» **SET TASK**
Which of the rows below contain the string "instance"? Pull out each of those rows in full, and treat uppercase and lowercase letters as different.

» **STORED ROWS**
## START
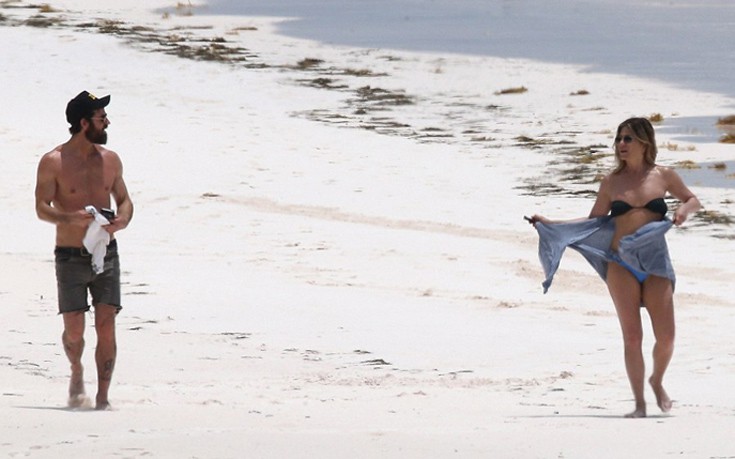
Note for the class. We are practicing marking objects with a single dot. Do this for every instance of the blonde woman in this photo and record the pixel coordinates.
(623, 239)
## END
## START
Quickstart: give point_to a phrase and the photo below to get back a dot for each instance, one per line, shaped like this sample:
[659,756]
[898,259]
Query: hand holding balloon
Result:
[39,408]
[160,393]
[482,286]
## END
» **WRITTEN SOLUTION**
Note for the class. We are practicing marking objects with a single dot. Do this for every instance of the blonde woman in this photo and record the pixel coordinates.
Quickstart: give point_to a phrase and the photo below to get back a dot for each instance, one per line, shaped like this sample:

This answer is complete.